Esercizio scritto A ::
Elenca, nell'ordine in cui compaiono, tutti i nomi propri di luoghi, istituzioni e persone presenti nel testo da leggere.

Se, malgrado tutte le precauzioni, le urne dovessero eleggere un governo non totalmente allineato alle centrali capitalistiche dell’Occidente, queste hanno pronta la via d’uscita, già sperimentata nel 1992 in Algeria o, meglio ancora, la sua combinazione con quella applicata nella “ex”-Jugoslavia. Una via d’uscita che i neo-cons della Casa Bianca hanno imparato dai “pacifisti” europei Prodi e D’Alema...

Record in ingresso ::
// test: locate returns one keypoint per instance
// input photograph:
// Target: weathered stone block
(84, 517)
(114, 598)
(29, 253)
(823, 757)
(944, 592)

Esercizio scritto B ::
Ricopia senza alcuna modifica tutte le righe dei record qui sopra.

Risposta completa A ::
Occidente, Algeria, Jugoslavia ("ex"-Jugoslavia), Casa Bianca, Prodi, D'Alema

Risposta completa B ::
// test: locate returns one keypoint per instance
// input photograph:
// Target: weathered stone block
(84, 517)
(114, 598)
(29, 253)
(823, 757)
(944, 592)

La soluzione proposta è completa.